→ SOURCE EXTRACT:
_ _ _ _ _ _ _

“‘These guys, in my view, are going off a cliff,’ said Stanton A. Glantz, a professor of medicine at the University of California who has been outspoken in his criticism of e-cigarettes. ‘They are taking England into a series of policies that five years from now they all will really regret. They are turning England into this giant experiment on behalf of the tobacco industry.’ But some American public health experts applauded the report… ‘This is two countries taking pretty much diametrically opposed positions,’ said Kenneth E. Warner, a professor of public health at the University of Michigan School of Public Health. ‘One is focused exclusively on the hypothetical risks, none of which have been established. The other is focusing on potential benefits.'” [Sabrina Tavernise. Smokers Urged to Switch to E-Cigarettes by British Medical Group, NY Times]
“Combined with research demonstrating wide product variability between e-cigarette brands and evidence of non-compliance by various brands with current UK and European Union safety legislations, it would perhaps be prudent for Public Health England not to advocate e-cigarette use in smoking cessation, and that the UK National Health Service refrain from prescribing e-cigarettes unless there is new, more rigorous evidence demonstrating their efficacy in smoking cessation and until more stringent regulations on e-cigarettes are implemented. Until then the focus should be on the use of smoking cessation with therapies and services that are evidence-based, since an outright ban on tobacco smoking is not foreseeable.” [Ta Y, Bhowmik A, José RJ. E-cigarettes and smoking cessation, Lancet Resp Med]
“First, we found that while all tobacco products are habitual, e-cigarettes are the most habitual product. Such a result raises concerns about the possibility of strong nicotine addiction for e-cigarettes, though e-cigarettes are frequently advertised as a better alternative to smoking. Second, there is a public health concern that e-cigarettes may complement cigarettes in the long run by serving as a gateway to cigarette smoking. We found that e-cigarettes did not substitute or complement cigarettes in the short or in the long run. Combined with the first finding, our results imply that e-cigarettes may lead people to nicotine addiction but not necessarily to cigarette smoking.” [Zheng Y, Zhen C, Nonnemaker J, Dench D. Advertising, Habit Formation, and U.S. Tobacco Product Demand, American Journal of Agricultural Economics]
“The findings from this nationally representative study of US middle and high school students found that e-cigarette advertisement exposure was associated with e-cigarette use, and greater exposure was associated with higher odds of use. Given that youth use of tobacco in any form is unsafe, comprehensive tobacco prevention and control strategies, including efforts to reduce youth exposure to advertising, are critical to prevent use of all tobacco products among youth.” [Singh T et al. Exposure to Advertisements and Electronic Cigarette Use Among US Middle and High School Students, Pediatrics]
“The results of this systematic review lead us to conclude that evidence for the effectiveness of e-cigarettes as a cessation aid is inconclusive. There is too much uncontrolled variation to allow for any general conclusion to be made. Studies are only beginning to account for important variables related to the product (e-cigarette device, fluid, nicotine content, nicotine delivery), characteristics of users (cigarette use profile, quitting history, health status, demographics), and patterns of use (frequency, duration, time period, inhalation). The study of e-cigarettes as cessation aids is still in its infancy, and at present there are simply too few well-designed studies to establish a strong body of evidence.” [Malas M et al. Electronic Cigarettes for Smoking Cessation: A Systematic Review, Nicotine & Tobacco Research]
Stan Shatenstein is editor and publisher of Smoking & Tobacco Abstracts & News, an electronic bulletin devoted to smoking and health issues. Based in Montreal, Canada, he is a 2012 recipient of the American Cancer Society’s Luther L. Terry award for Outstanding Community Service in the field of tobacco control.

_ _ _ _ _ _ _

[Stored dataset items]
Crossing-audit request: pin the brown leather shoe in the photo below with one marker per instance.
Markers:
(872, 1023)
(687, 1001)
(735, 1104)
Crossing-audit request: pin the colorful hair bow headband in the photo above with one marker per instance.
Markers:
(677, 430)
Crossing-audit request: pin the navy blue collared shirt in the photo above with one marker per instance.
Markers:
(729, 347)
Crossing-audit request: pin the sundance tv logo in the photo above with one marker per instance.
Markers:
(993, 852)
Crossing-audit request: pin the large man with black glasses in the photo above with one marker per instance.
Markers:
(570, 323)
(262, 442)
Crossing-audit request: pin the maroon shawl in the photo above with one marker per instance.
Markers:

_ _ _ _ _ _ _

Answer these from the e-cigarette extract:
(a) Where does Kenneth E. Warner teach?
(b) Which tobacco product did the study on advertising and habit formation find to be the most habitual?
(c) In what city is Stan Shatenstein based?
Use only the e-cigarette extract to answer.

→ ANSWER BELOW:
(a) The University of Michigan School of Public Health
(b) E-cigarettes
(c) Montreal, Canada